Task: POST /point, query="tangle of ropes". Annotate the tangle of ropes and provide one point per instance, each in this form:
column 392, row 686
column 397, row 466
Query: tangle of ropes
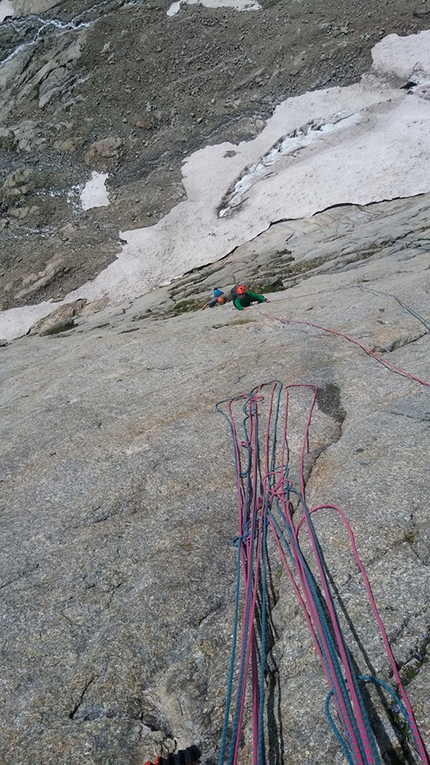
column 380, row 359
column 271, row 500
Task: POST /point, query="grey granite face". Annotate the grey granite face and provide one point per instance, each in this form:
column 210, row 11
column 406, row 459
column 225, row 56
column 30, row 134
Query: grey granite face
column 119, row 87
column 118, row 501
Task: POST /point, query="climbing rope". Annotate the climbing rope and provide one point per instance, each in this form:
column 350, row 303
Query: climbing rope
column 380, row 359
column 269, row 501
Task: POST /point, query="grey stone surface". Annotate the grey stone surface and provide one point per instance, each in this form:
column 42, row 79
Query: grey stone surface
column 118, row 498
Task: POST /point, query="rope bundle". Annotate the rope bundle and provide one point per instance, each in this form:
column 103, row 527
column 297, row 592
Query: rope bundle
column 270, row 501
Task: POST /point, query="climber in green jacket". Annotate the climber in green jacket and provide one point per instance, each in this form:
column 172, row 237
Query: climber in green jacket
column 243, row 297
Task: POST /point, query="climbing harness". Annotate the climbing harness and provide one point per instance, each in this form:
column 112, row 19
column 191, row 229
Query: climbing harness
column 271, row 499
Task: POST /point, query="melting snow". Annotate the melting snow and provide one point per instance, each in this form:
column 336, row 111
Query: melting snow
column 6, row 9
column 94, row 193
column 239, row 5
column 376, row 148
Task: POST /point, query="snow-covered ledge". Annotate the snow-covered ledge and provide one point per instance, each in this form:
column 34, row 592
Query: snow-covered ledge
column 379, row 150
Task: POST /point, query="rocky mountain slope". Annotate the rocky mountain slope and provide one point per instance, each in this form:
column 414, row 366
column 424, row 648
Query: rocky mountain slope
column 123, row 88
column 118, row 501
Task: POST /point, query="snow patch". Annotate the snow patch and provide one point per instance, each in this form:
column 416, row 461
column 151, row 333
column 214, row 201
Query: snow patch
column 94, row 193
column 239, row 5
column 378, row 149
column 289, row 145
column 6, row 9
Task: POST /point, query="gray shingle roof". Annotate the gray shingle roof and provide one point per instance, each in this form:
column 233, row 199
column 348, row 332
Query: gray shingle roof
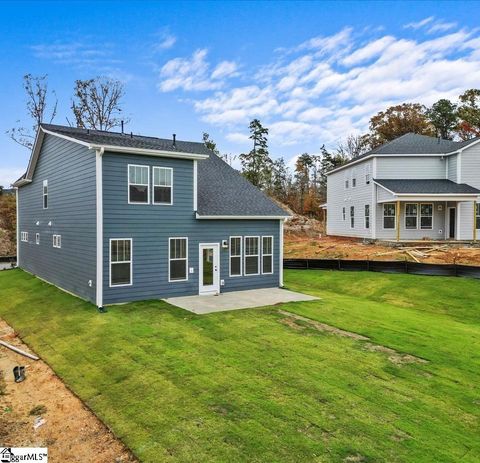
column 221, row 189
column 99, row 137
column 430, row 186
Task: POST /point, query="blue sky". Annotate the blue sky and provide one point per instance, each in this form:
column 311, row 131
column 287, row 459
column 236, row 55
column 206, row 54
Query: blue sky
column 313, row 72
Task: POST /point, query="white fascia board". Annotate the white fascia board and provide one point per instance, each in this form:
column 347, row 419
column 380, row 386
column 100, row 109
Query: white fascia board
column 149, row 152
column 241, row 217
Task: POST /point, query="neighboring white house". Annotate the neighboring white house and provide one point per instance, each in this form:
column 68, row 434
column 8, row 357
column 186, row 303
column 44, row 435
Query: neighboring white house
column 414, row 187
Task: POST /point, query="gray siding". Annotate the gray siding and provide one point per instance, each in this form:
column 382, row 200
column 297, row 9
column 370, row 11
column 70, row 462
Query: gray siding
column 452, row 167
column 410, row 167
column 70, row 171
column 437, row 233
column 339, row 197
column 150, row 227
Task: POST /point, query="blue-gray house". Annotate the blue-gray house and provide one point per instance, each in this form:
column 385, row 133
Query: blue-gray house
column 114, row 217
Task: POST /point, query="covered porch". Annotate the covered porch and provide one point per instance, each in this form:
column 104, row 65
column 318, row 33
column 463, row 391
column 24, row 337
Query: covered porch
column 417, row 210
* * *
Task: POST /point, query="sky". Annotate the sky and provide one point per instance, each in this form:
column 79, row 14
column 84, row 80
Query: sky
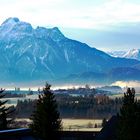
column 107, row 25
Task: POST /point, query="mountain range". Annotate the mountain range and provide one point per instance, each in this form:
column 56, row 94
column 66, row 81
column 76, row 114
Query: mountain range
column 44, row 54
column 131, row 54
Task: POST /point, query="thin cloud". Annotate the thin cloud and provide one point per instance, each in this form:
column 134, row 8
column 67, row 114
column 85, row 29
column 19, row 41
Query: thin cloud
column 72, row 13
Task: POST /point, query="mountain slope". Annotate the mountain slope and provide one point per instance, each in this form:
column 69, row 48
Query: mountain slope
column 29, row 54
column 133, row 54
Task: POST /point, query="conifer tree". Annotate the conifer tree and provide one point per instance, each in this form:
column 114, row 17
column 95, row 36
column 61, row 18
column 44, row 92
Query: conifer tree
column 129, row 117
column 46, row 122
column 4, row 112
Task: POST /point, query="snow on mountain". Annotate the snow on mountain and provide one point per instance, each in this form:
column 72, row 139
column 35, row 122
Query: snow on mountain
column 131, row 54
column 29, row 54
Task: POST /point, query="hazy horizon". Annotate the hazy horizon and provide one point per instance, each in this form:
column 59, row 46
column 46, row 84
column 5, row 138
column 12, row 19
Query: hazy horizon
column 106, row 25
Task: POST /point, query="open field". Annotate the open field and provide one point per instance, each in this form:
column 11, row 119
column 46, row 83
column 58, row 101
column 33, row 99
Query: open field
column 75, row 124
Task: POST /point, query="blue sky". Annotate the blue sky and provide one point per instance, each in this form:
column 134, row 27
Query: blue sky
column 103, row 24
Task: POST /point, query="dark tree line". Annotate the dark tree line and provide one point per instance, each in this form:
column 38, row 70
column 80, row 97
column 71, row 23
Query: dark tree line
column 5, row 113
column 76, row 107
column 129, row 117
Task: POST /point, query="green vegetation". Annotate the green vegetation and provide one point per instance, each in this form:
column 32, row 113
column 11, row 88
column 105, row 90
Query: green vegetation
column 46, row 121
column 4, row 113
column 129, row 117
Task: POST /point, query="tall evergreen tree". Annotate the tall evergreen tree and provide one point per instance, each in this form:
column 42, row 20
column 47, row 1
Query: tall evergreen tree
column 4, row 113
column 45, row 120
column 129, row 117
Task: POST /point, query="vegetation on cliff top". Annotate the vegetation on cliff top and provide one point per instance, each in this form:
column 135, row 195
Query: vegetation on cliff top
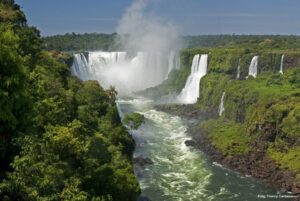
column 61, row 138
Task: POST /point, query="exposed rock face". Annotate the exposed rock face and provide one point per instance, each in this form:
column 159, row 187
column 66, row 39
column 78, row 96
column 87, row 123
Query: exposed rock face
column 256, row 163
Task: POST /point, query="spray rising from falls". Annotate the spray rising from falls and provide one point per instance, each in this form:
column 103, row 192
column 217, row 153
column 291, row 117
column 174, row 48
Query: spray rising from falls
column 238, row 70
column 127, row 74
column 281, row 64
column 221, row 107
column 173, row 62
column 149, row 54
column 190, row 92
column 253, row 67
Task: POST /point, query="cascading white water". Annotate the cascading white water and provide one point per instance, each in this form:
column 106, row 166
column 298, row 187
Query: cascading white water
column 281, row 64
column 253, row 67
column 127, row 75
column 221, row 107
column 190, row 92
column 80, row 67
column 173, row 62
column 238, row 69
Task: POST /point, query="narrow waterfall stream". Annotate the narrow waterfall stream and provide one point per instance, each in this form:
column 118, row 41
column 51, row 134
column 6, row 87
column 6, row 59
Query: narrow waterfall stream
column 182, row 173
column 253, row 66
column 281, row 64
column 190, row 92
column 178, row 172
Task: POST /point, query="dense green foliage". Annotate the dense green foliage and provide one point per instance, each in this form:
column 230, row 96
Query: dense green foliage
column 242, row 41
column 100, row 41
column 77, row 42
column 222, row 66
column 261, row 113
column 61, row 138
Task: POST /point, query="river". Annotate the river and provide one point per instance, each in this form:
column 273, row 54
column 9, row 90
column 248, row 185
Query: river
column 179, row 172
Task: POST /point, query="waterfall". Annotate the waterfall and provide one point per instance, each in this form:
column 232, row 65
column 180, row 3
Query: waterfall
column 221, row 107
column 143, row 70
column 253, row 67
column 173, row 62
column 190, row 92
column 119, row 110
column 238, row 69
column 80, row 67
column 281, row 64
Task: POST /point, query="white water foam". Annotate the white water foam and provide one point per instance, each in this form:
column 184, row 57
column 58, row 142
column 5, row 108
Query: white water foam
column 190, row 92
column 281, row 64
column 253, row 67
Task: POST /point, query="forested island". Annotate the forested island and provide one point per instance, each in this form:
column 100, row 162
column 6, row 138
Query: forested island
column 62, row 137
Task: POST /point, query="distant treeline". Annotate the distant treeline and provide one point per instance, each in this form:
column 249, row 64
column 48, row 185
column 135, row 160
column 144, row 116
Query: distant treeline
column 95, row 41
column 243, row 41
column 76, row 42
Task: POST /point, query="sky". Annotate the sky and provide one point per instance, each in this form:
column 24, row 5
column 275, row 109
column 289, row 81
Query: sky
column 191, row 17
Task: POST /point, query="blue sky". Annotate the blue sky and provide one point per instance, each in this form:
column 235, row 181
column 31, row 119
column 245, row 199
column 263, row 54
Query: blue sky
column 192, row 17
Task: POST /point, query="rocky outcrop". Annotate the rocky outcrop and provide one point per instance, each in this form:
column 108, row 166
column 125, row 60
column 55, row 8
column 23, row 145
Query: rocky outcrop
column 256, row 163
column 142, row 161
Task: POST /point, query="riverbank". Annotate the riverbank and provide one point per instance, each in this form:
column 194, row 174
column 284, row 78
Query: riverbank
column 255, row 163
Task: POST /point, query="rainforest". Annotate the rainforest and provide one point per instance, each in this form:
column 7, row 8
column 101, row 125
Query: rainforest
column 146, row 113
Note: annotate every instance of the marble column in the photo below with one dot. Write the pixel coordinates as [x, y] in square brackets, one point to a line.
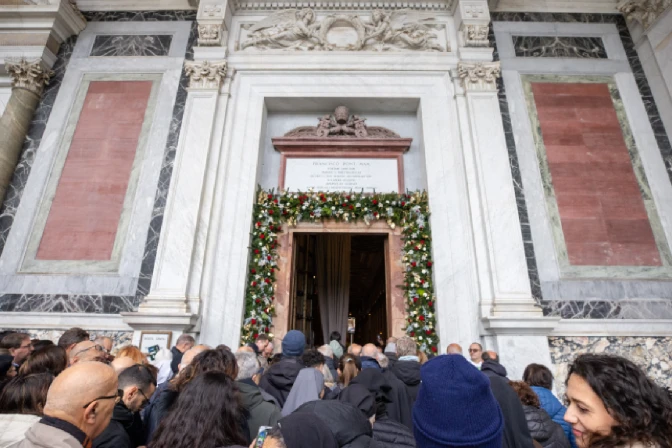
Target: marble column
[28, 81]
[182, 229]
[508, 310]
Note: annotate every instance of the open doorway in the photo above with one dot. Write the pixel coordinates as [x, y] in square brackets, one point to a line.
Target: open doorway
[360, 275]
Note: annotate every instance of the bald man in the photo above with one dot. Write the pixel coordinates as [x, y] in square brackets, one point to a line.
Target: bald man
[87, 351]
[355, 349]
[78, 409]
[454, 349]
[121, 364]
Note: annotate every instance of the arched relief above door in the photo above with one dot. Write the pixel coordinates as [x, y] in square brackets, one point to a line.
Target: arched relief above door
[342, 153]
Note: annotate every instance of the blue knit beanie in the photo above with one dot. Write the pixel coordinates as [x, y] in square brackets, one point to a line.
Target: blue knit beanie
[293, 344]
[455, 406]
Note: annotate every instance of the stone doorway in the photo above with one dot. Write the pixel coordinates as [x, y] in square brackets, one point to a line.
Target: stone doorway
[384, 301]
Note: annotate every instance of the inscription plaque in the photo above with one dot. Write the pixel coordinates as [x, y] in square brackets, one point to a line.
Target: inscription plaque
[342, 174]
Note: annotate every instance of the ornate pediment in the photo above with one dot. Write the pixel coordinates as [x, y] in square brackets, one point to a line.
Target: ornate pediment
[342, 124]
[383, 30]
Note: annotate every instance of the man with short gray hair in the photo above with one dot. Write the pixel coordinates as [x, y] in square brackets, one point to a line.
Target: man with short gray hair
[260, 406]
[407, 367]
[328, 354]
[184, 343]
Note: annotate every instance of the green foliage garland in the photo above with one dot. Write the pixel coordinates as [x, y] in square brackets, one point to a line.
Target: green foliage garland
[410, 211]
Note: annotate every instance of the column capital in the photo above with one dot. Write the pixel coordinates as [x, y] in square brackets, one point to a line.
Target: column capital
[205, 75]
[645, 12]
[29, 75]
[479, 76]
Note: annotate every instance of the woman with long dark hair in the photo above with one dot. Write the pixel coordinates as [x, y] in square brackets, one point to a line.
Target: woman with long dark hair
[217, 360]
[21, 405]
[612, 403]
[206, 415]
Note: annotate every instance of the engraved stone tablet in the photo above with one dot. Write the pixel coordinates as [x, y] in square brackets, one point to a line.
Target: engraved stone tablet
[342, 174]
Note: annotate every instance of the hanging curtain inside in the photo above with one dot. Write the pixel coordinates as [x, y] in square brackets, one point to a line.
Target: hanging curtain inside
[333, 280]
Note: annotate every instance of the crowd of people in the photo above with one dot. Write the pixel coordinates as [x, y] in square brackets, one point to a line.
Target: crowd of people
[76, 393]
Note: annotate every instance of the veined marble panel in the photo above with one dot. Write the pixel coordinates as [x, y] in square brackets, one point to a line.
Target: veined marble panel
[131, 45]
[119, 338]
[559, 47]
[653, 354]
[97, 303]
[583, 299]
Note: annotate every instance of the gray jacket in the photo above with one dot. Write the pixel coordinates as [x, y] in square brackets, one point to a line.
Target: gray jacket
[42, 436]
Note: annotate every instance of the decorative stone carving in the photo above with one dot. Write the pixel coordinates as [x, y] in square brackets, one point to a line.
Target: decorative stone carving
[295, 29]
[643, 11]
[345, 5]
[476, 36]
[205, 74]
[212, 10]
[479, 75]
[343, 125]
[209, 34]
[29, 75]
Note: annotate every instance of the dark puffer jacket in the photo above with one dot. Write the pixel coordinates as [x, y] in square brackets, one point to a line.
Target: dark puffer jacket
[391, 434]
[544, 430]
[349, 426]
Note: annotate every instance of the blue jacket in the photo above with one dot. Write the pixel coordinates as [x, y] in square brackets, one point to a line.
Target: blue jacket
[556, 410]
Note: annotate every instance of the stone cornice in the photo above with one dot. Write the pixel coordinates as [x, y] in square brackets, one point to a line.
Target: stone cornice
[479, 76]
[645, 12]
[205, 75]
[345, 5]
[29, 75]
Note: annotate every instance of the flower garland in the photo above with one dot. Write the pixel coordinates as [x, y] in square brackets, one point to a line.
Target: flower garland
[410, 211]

* _Task to carry out_
Repeat, character for character, the lines of the material above from the line with "column 48, row 185" through the line with "column 245, row 199".

* _Task result_
column 48, row 185
column 135, row 160
column 144, row 116
Query: distant treeline
column 95, row 41
column 243, row 41
column 76, row 42
Task: POST /point, query="sky". Annotate the sky and provide one point per instance, each in this form:
column 24, row 5
column 275, row 109
column 289, row 81
Query: sky
column 191, row 17
Task: POST /point, query="blue sky". Annotate the blue sky and provide one point per instance, each in this form:
column 235, row 181
column 31, row 119
column 245, row 199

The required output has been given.